● Actions to take:
1. Which control bits does the passage on memory paging name as important in a page table entry?
2. According to the passage on memory paging, what is associative memory also known as?
3. Write the next part of the passage on memory paging, picking up after its final sentence.

Needing to work fast and easily means we should probably divide our memory into same sized blocks. We’ll call those Pages and use their numbers as the first part in a logical address. The second part would be the offset in that page. The Memory Management Unit (MMU) is a (fast) part of the processor that takes care of translating the logical address’s page part into the page’s location in the physical memory, where it’s now called a Frame (it uses a Page Table, that is a table where the index is the logical page number, and the values are the frame’s location in the physical memory and some control bits). The important control bits are (in order of checking by the MMU):
- Valid Bit – 0 if the page wasn’t even allocated yet for the process (this is because the table includes the maximum amount of entries for a process, even though they may have not yet been allocated). When the MMU sees a 0 value in this bit, it throws a Segmentation Fault (Unix) or BSOD (Windows).
- In Memory Bit (aka Present/Absent Bit) – 1 if the page is actually in the physical memory. 0 means that none of the rest of the entry is valid and when the MMU sees it, it throws a Page Fault, telling the OS that the page isn’t in the physical memory and should be first brought from the virtual memory before being asked for.
- Dirty Bit – 1 if the page has been changed in the physical memory and must be committed to disk when paged out.
- Referenced Bit – Changed to 1 whenever the page is read from or written to. Used in the algorithms for selection of pages to be paged out.
The page table in the MMU can be really big, so we can simply split it into a Multilevel Page Table (mostly 2) and only have to keep the topmost level in the physical memory all the time. Associative memory (aka Translation Lookaside Buffer or TLB) helps by keeping recently used logical addresses so that we have less of a hit on performance (think about the amount of page faults bringing the xth level page to physical memory, where x > 1, since the first is always there).

● Dataset extract:
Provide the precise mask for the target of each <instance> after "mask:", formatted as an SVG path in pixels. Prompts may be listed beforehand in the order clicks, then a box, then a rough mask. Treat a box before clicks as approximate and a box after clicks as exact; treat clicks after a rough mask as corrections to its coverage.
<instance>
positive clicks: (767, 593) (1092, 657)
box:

● Activity answers:
1.
- Valid Bit
- In Memory Bit (aka Present/Absent Bit)
- Dirty Bit
- Referenced Bit

2. Translation Lookaside Buffer (TLB).

3.
We could also use, for big enough memories, an Inverted Page Table, which means that a table is kept only for the available space in the physical memory (instead of one for the maximum size of a logical address space). The problem is that we now don’t have a good lookup method to find logical address pages (it would take O(n)) and we can solve that by creating a hashtable where the key is the <process id, logical page number> pair (costing us only O(1)).
You can read more about these techniques on Wikipedia.
Page Replacement Algorithms come into play when we need
to copy a page into physical memory, but can’t find an open spot. The following algorithms return a frame number that will be thrown:
- Optimal – If you think it’s weird that we start with the optimal algorithm – don’t – because it simply does not exist. It’s only an index to measure an algorithm against. The optimal algorithm knows what pages are going to be requested next (the future Reference String) and outputs the number of the frame that contains the page that is the farthest away.
- FIFO – We had the best case, now we have the worst case. This algorithm simply outputs the frame number of the page that was paged in the earliest.
- Least Recently Used (LRU) – We can take the reference string of the past and see which page was least recently used. This is like FIFO, only that it doesn’t take a frame by the time its page entered the physical memory, but rather by the last reference to that page. This algorithm is good, but implementing it takes too much time and space.
- FIFO Second Chance – This is an elaboration on FIFO and LRU. This algorithm finds the page that was paged in the earliest: if its reference bit is off, its frame number is given, otherwise it is turned off, the frame number goes back to the head of the queue (as if it was paged out and back in) and the algorithm runs again. This is ‘fair’ towards pages that are referenced often, since the original FIFO would have thrown them away as well.
- Clock – The clock’s hand points to the ith frame. If the frame’s reference bit is set, it is turned off, the clock’s hand moves to frame (i + 1) mod n (where n is the total amount of frames) and the algorithm is run again. Otherwise, the algorithm outputs i. This is the base for WS-Clock, so that’s the only reason it’s important to us.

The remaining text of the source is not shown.